** What to do **
Reproduce the listing below with every occurrence of "segmenter" changed to "outliner" and nothing else altered. Omit the pictures from your answer.

Begin Stored rows

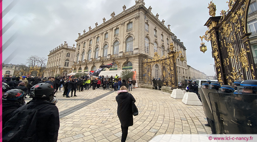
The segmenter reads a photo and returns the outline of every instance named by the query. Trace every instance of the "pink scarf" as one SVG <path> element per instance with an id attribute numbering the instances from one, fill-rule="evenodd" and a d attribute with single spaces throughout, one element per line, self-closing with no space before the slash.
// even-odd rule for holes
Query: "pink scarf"
<path id="1" fill-rule="evenodd" d="M 118 91 L 118 95 L 119 95 L 119 94 L 121 93 L 123 93 L 123 92 L 127 92 L 127 90 L 119 90 Z"/>

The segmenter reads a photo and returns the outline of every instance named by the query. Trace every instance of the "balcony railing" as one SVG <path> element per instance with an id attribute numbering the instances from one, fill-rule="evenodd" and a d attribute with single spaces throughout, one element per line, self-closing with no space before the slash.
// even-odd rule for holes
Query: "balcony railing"
<path id="1" fill-rule="evenodd" d="M 107 59 L 107 57 L 106 56 L 105 56 L 104 57 L 100 57 L 100 60 L 105 60 L 106 59 Z"/>
<path id="2" fill-rule="evenodd" d="M 113 54 L 113 55 L 111 55 L 110 56 L 110 58 L 116 58 L 117 57 L 119 57 L 119 54 Z"/>
<path id="3" fill-rule="evenodd" d="M 117 68 L 110 68 L 110 70 L 118 70 Z"/>
<path id="4" fill-rule="evenodd" d="M 128 51 L 123 53 L 123 56 L 133 55 L 133 51 Z"/>
<path id="5" fill-rule="evenodd" d="M 127 67 L 123 67 L 123 70 L 131 70 L 132 68 L 132 66 L 128 66 Z"/>
<path id="6" fill-rule="evenodd" d="M 127 32 L 129 32 L 130 31 L 131 31 L 132 30 L 132 28 L 130 28 L 129 29 L 128 29 L 128 30 L 127 30 Z"/>
<path id="7" fill-rule="evenodd" d="M 256 64 L 257 64 L 257 57 L 254 57 L 254 63 Z"/>
<path id="8" fill-rule="evenodd" d="M 254 31 L 252 32 L 252 34 L 251 35 L 251 36 L 252 36 L 256 34 L 257 34 L 257 31 Z"/>

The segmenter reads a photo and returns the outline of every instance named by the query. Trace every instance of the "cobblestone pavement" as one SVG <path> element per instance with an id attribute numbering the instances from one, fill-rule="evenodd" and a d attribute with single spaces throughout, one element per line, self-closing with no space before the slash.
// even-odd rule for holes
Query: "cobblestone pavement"
<path id="1" fill-rule="evenodd" d="M 186 105 L 182 99 L 158 90 L 137 88 L 130 92 L 136 101 L 139 114 L 133 116 L 126 141 L 148 141 L 164 134 L 211 133 L 204 126 L 202 106 Z M 91 88 L 77 91 L 77 97 L 66 98 L 62 94 L 57 95 L 60 115 L 57 141 L 121 141 L 117 93 Z"/>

End Stored rows

** Response to this exercise **
The outliner reads a photo and returns the outline of every instance named by the query. Trace every instance of the "pink scarf" as one SVG <path> element per instance with an id attribute numbering the instances from one, fill-rule="evenodd" and a d attribute with single spaces throughout, one element per line, self-closing with no space before the slash.
// even-odd rule for holes
Query: "pink scarf"
<path id="1" fill-rule="evenodd" d="M 118 91 L 118 95 L 119 95 L 119 94 L 121 93 L 123 93 L 123 92 L 127 92 L 127 90 L 119 90 Z"/>

The outliner reads a photo and returns the outline of every instance named by the query. Trace every instance of the "balcony railing" as one SVG <path> element per instance with an id attribute numbering the instances from one, fill-rule="evenodd" and a d attribute with single spaces throughout, one element per line, self-closing with no space before the slash.
// even-odd rule for holes
Query: "balcony railing"
<path id="1" fill-rule="evenodd" d="M 107 59 L 107 57 L 106 56 L 105 56 L 104 57 L 100 57 L 100 60 L 105 60 L 106 59 Z"/>
<path id="2" fill-rule="evenodd" d="M 113 54 L 113 55 L 111 55 L 110 56 L 110 58 L 116 58 L 117 57 L 119 57 L 119 54 Z"/>
<path id="3" fill-rule="evenodd" d="M 117 68 L 110 68 L 110 70 L 118 70 Z"/>
<path id="4" fill-rule="evenodd" d="M 128 51 L 123 53 L 123 56 L 133 55 L 133 51 Z"/>
<path id="5" fill-rule="evenodd" d="M 127 67 L 123 67 L 123 70 L 131 70 L 132 68 L 132 66 L 128 66 Z"/>
<path id="6" fill-rule="evenodd" d="M 127 32 L 129 32 L 130 31 L 131 31 L 132 30 L 132 28 L 130 28 L 129 29 L 128 29 L 128 30 L 127 30 Z"/>
<path id="7" fill-rule="evenodd" d="M 256 64 L 257 64 L 257 57 L 254 57 L 254 63 Z"/>
<path id="8" fill-rule="evenodd" d="M 254 31 L 252 32 L 252 34 L 251 35 L 251 36 L 252 36 L 256 34 L 257 34 L 257 31 Z"/>

The outliner reads a photo and returns the outline of every instance named by the query. Trace every instance of the "cobblestone pavement" as one SVG <path> element per instance with an id attribute numbering the instances from one, fill-rule="evenodd" and a d attribute with single spaces throughout, one element per line, self-closing with no space before the slash.
// even-odd rule for holes
Query: "cobblestone pavement"
<path id="1" fill-rule="evenodd" d="M 186 105 L 182 99 L 158 90 L 137 88 L 130 92 L 136 101 L 139 114 L 133 116 L 126 141 L 148 141 L 164 134 L 211 133 L 204 126 L 202 106 Z M 91 88 L 77 91 L 77 97 L 66 98 L 62 94 L 57 95 L 60 115 L 57 141 L 121 141 L 117 93 Z"/>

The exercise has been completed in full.